- **Directions**:
- a) In the Claude guide, rewrite the part from "Put the four" to "of least resistance.", replacing each "Reach for" with "Use".
- b) Name every Claude model family that the Claude guide recommends for a kind of work.
- c) Answer these questions from the Claude guide:
(i) What was the Claude Agent SDK formerly called?
(ii) What name does it give the second trap?
(iii) Which model does it call meaningfully better at avoiding confident wrong code?

- **Quoted passage**:

---------------

When you want to build a full agent rather than make single calls, there is the Claude Agent SDK, formerly the Claude Code SDK. It gives you the same agent loop, tool handling, and context management that power Claude Code, in Python and TypeScript, with full control over orchestration and permissions. The mental model: the API is for calls, the Agent SDK is for agents.

Which surface for which job#

Put the four together and the decision gets simple.

Reach for claude.ai when a human is in the loop and the work is thinking, writing, analysis, or a quick tool you build in Artifacts. Reach for Claude Code when the work touches files, a codebase, or your local machine, and you want an agent that acts, not just answers. Reach for the API when Claude needs to live inside software you ship to other people. And pick the cloud version, Bedrock, Vertex, or Foundry, when procurement or data residency makes that the path of least resistance.

For the model inside any of those: Haiku for volume, Sonnet for most things, Opus when it is hard or costly to be wrong.

The traps nobody puts on the box#

A guide that only lists features is marketing. Here is what actually bites.

The first is confident wrong code. Claude will sometimes invent an API method that sounds right but was renamed two versions ago, or cite a library function that does not exist. The fix is not to trust less in a vague way, it is to give the model current facts. Point it at real documentation, and in Claude Code, give it tools that read your actual code instead of guessing. Opus 4.8 is meaningfully better here, but better is not zero.

The second is context rot. As a session grows long, the model's attention thins out and quality drops. The 1M window invites you to dump everything in, and then the answer gets worse. Keep sessions scoped. Use subagents to push noisy work into separate context. Start fresh when a thread has wandered.

---------------

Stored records

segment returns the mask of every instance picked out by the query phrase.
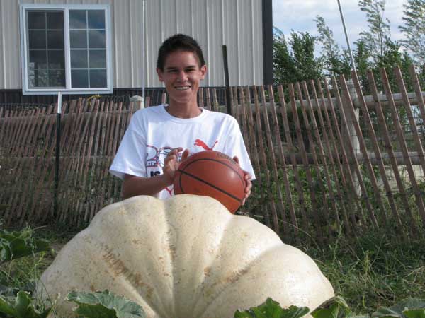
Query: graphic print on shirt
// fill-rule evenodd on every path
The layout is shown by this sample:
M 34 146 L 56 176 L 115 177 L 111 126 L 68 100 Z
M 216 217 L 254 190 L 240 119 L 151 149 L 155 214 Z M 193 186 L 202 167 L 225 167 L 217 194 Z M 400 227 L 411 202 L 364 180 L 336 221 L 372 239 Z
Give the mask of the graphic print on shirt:
M 209 147 L 204 141 L 197 139 L 195 140 L 193 146 L 202 148 L 205 151 L 212 151 L 214 147 L 218 143 L 218 140 L 216 140 L 214 144 Z M 159 148 L 152 145 L 147 145 L 146 147 L 146 173 L 147 177 L 152 177 L 156 175 L 159 175 L 162 173 L 162 167 L 165 163 L 165 158 L 168 154 L 173 150 L 173 147 L 165 146 Z M 189 157 L 192 155 L 193 152 L 189 153 Z M 177 154 L 177 161 L 181 160 L 183 152 Z M 173 195 L 173 186 L 166 187 L 166 190 L 170 196 Z
M 204 150 L 211 151 L 211 150 L 214 149 L 214 147 L 215 147 L 215 145 L 217 145 L 217 143 L 218 143 L 218 141 L 216 140 L 215 142 L 214 143 L 214 144 L 211 146 L 211 148 L 210 148 L 202 140 L 196 139 L 196 140 L 195 140 L 194 145 L 198 146 L 198 147 L 202 147 L 204 148 Z
M 171 147 L 162 147 L 158 149 L 154 146 L 147 145 L 146 168 L 149 172 L 147 177 L 161 175 L 165 158 L 172 150 Z

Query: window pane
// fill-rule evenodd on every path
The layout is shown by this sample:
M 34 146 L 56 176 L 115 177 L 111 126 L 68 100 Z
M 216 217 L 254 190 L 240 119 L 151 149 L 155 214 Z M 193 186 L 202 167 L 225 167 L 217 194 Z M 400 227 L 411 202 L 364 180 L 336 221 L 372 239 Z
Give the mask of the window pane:
M 71 29 L 86 29 L 86 10 L 69 10 L 69 28 Z
M 49 78 L 47 76 L 47 71 L 34 70 L 33 73 L 30 73 L 28 76 L 28 86 L 30 88 L 38 87 L 47 87 L 49 85 Z
M 89 71 L 86 69 L 71 70 L 71 83 L 72 88 L 89 87 Z
M 46 52 L 30 50 L 30 69 L 47 69 Z
M 28 29 L 45 29 L 45 12 L 28 11 Z
M 106 70 L 91 69 L 90 70 L 90 87 L 106 87 Z
M 104 49 L 105 31 L 93 30 L 89 31 L 89 47 L 91 49 Z
M 87 51 L 85 49 L 71 50 L 71 68 L 86 69 L 89 67 L 87 63 Z
M 106 51 L 90 49 L 89 51 L 91 69 L 106 69 Z
M 105 28 L 105 11 L 89 10 L 88 15 L 89 29 Z
M 47 49 L 63 49 L 63 31 L 47 31 Z
M 46 48 L 45 31 L 28 31 L 28 37 L 30 49 Z
M 65 87 L 65 70 L 49 70 L 49 86 Z
M 49 69 L 64 69 L 65 54 L 64 50 L 47 51 Z
M 87 31 L 69 31 L 69 42 L 72 49 L 87 47 Z
M 47 29 L 64 28 L 63 12 L 47 12 Z

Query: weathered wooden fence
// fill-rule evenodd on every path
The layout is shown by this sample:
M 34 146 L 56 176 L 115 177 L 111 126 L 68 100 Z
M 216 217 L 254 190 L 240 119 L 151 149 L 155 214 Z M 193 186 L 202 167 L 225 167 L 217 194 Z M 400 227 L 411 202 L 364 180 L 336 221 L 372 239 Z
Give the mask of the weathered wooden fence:
M 307 235 L 322 242 L 340 229 L 350 235 L 378 228 L 401 237 L 418 235 L 425 225 L 425 105 L 410 71 L 414 93 L 406 91 L 398 68 L 397 93 L 383 69 L 384 93 L 369 73 L 370 96 L 363 96 L 355 74 L 349 81 L 232 88 L 232 114 L 257 177 L 241 213 L 283 237 Z M 224 111 L 217 95 L 201 89 L 200 105 Z M 120 181 L 108 169 L 138 108 L 96 99 L 64 105 L 56 212 L 55 106 L 3 110 L 0 218 L 8 225 L 77 225 L 119 201 Z

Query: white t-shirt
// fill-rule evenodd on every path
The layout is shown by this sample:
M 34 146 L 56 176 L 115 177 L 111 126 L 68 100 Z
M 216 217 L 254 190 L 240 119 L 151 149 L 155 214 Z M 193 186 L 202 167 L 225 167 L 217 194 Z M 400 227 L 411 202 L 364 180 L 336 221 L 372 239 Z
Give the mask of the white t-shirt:
M 164 160 L 174 148 L 182 147 L 191 154 L 214 150 L 233 158 L 255 179 L 252 165 L 236 119 L 227 114 L 203 109 L 194 118 L 171 116 L 166 105 L 136 112 L 128 126 L 109 171 L 121 179 L 124 175 L 151 177 L 162 174 Z M 166 199 L 174 194 L 173 186 L 159 192 Z

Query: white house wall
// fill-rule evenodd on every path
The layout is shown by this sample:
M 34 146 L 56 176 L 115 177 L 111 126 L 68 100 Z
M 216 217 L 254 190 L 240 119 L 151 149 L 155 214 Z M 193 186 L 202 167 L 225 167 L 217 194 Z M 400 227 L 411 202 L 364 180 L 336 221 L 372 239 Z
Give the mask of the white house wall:
M 177 33 L 194 37 L 209 71 L 203 86 L 225 85 L 227 47 L 230 85 L 263 83 L 261 0 L 146 0 L 146 71 L 143 67 L 142 0 L 0 0 L 0 89 L 21 88 L 19 4 L 110 4 L 115 88 L 157 87 L 157 49 Z

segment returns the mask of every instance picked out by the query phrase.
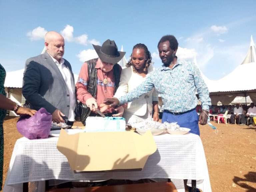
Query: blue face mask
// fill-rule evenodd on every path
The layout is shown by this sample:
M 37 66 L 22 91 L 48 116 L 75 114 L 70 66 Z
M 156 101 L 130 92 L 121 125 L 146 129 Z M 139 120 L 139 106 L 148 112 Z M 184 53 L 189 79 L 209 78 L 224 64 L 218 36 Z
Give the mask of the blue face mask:
M 208 125 L 211 127 L 213 129 L 214 129 L 215 130 L 215 133 L 216 133 L 216 134 L 218 134 L 218 129 L 217 129 L 217 128 L 216 128 L 215 126 L 214 126 L 210 122 L 210 117 L 208 117 L 208 119 L 207 120 L 207 124 L 208 124 Z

---------------

- **Expected responses**:
- a)
Put the four together and the decision gets simple.

Use claude.ai when a human is in the loop and the work is thinking, writing, analysis, or a quick tool you build in Artifacts. Use Claude Code when the work touches files, a codebase, or your local machine, and you want an agent that acts, not just answers. Use the API when Claude needs to live inside software you ship to other people. And pick the cloud version, Bedrock, Vertex, or Foundry, when procurement or data residency makes that the path of least resistance.

- b) Haiku, Sonnet, Opus

- c)
(i) The Claude Code SDK
(ii) Context rot
(iii) Opus 4.8